◆ **ZADANIA DO WYKONANIA**
A - Czy zdania (i), (ii) i (iii) zgadzają się z wybranym fragmentem? Przy każdym napisz „tak” lub „nie” i przytocz dosłownie słowa fragmentu, które o tym rozstrzygają.
(i) Narratorka powiedziała Ani, co do niej czuje.
(ii) Po studiach narratorka wyjechała za granicę.
(iii) Ania była hetero.
B - Przeskaluj proszę rekordy od wiersza zawierającego „of the cafe” do końca rekordów, włącznie z oboma krańcami. Przepisz w całości wszystkie te wiersze, zmieniając tylko współrzędne zwróconych punktów: pomnóż każdą z nich przez 1,95 i zaokrąglij do liczby całkowitej, połówki w górę; obrazy pomiń.

----- WYBRANY FRAGMENT -----

#tFrDI

Kiedy byłam na studiach, zakochałam się w mojej koleżance Ani. Wcześniej byłam pewna, że jestem aseksualna. Nigdy nie podobał mi się żaden chłopak. Nigdy. Diagnoza więc wydawała mi się prosta. Nie wiem dlaczego nie pomyślałam, że mogę być lesbijką. Widocznie podświadomie jakoś łatwiej mi było zaakceptować fakt, że miłość to coś, co mnie zupełnie nie dotyczy, niż fakt, że mogę zakochać się w kimś tej samej płci. Wtedy pojawiła się Ania i BUM. Wszystko nagle stało się tak bardzo jasne i oczywiste! Wiedziałam już, kim jestem. Zrozumiałam, że już wcześniej podobały mi się dziewczyny, ale nie tak bardzo jak Ania, więc jakoś nie dopuszczałam do siebie tej myśli.
Wiedzieć to, a pogodzić się z tym, to jednak dwie zupełnie inne rzeczy. Trochę mi to zajęło, ale w końcu się udało. Potajemnie jednak nadal kochałam Anię. Zostałyśmy przyjaciółkami, a ja codziennie umierałam w środku. Nigdy nie powiedziałam Ani, co do niej czuję. Nie potrafiłam. Wiedziałam, że wtedy ją stracę. Ona była hetero. Często opowiadała mi o tym, że podoba jej się jakiś facet. Ja tylko słuchałam i przytakiwałam. Nie powiedziałam jej o mojej orientacji. Wolałam, żeby była w moim życiu tylko jako moja przyjaciółka niż miałoby jej nie być wcale.

Po studiach wyjechałam za granicę. Nadal tam mieszkam.

----- SEKCJA DANYCH -----

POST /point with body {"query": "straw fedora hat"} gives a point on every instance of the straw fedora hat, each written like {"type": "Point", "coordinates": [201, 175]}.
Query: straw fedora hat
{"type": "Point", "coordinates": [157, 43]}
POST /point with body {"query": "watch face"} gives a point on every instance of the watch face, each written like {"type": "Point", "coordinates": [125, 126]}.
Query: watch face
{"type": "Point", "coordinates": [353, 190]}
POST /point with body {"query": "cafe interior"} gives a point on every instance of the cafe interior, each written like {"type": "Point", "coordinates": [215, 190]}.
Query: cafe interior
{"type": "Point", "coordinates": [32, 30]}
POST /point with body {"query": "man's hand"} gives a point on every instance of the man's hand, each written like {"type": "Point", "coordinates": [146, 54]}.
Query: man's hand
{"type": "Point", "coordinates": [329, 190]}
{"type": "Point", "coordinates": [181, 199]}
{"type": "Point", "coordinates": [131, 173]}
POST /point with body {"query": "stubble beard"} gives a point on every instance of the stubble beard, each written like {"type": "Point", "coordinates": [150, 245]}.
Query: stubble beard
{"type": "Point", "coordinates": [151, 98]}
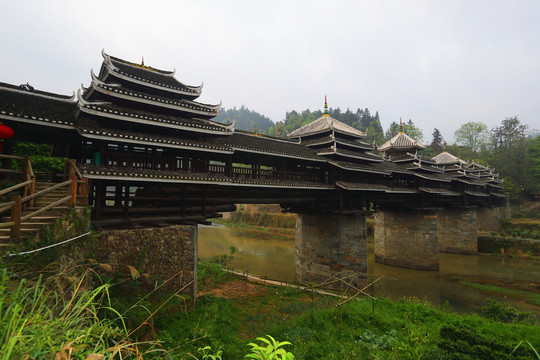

-----

◆ **WYNIKI ĆWICZENIA**
A -
(i) Nie: „Nigdy nie powiedziałam Ani, co do niej czuję.”
(ii) Tak: „Po studiach wyjechałam za granicę.”
(iii) Tak: „Ona była hetero.”

B -
POST /point with body {"query": "cafe interior"} gives a point on every instance of the cafe interior, each written like {"type": "Point", "coordinates": [215, 190]}.
Query: cafe interior
{"type": "Point", "coordinates": [62, 59]}
POST /point with body {"query": "man's hand"} gives a point on every instance of the man's hand, each written like {"type": "Point", "coordinates": [146, 54]}.
Query: man's hand
{"type": "Point", "coordinates": [642, 371]}
{"type": "Point", "coordinates": [353, 388]}
{"type": "Point", "coordinates": [255, 337]}
POST /point with body {"query": "stubble beard"} gives a point on every instance of the stubble beard, each written like {"type": "Point", "coordinates": [150, 245]}.
Query: stubble beard
{"type": "Point", "coordinates": [294, 191]}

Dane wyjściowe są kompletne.